Dataset entries:
● ● ● ● ● ● ●

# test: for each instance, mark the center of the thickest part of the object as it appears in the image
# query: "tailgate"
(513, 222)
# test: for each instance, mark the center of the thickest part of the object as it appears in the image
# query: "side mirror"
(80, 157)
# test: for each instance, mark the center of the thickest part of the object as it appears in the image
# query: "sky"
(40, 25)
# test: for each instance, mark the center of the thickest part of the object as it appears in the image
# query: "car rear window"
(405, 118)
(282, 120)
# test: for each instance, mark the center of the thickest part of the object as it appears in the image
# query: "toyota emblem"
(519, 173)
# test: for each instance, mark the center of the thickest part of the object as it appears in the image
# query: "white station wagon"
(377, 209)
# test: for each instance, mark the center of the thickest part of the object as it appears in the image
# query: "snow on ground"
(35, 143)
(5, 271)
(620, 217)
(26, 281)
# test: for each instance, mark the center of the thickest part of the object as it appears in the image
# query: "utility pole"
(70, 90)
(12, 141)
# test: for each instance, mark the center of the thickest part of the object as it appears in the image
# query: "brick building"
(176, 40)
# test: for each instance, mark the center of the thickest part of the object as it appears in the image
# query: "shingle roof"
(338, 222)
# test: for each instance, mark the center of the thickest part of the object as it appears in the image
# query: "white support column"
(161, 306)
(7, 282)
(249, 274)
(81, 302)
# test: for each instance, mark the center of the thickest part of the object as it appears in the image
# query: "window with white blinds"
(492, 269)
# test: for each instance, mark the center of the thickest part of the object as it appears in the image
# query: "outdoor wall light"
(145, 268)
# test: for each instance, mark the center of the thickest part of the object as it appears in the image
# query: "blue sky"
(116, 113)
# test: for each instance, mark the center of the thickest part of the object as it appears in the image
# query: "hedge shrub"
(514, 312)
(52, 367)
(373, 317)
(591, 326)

● ● ● ● ● ● ●

### WHAT IS BEING ASKED:
Print the records above exactly as they appear.

### FINISHED TASK:
# test: for each instance, mark the center of the thickest part of the object as it appears in the image
# query: "tailgate"
(513, 222)
# test: for each instance, mark the center of the thickest part of the object as it appears in the image
# query: "side mirror"
(80, 157)
# test: for each instance, mark the center of the thickest part of the object as it appears in the image
# query: "sky"
(40, 25)
# test: for each instance, mark the center of the thickest part of the object as it appears in the image
# query: "car rear window"
(405, 118)
(282, 120)
# test: for each instance, mark the center of the thickest part of the object as it appears in the image
# query: "toyota emblem"
(519, 173)
# test: for each instance, mark the center of the thickest part of the object as it appears in the image
# query: "white station wagon"
(377, 209)
# test: for each instance, mark the center of the thickest part of the object as it appears in the image
# query: "snow on ground"
(35, 143)
(5, 271)
(620, 217)
(26, 281)
# test: for each instance, mark the center of the thickest part of the object as it appears in the image
# query: "utility pole"
(70, 90)
(12, 141)
# test: for each instance, mark the center of the thickest part of the object as it appears in the image
# query: "brick building"
(176, 40)
# test: for each instance, mark the center of the thickest part of the object as it appears in the image
# query: "shingle roof"
(338, 222)
# test: for each instance, mark the center of the thickest part of the object as it appears in the image
# query: "white support column"
(161, 306)
(7, 282)
(249, 274)
(81, 302)
# test: for each instance, mark the center of the thickest part of the object as it appears in the image
# query: "window with white blinds"
(492, 269)
# test: for each instance, mark the center of the thickest part of the object as it appears in the image
# query: "outdoor wall light"
(145, 268)
# test: for each instance, mark the center of the thickest part of the object as it appears in the image
# query: "blue sky"
(116, 113)
# test: for each instance, mark the center of the thickest part of the object as it appears in the image
# query: "hedge shrub"
(514, 312)
(52, 367)
(373, 317)
(591, 326)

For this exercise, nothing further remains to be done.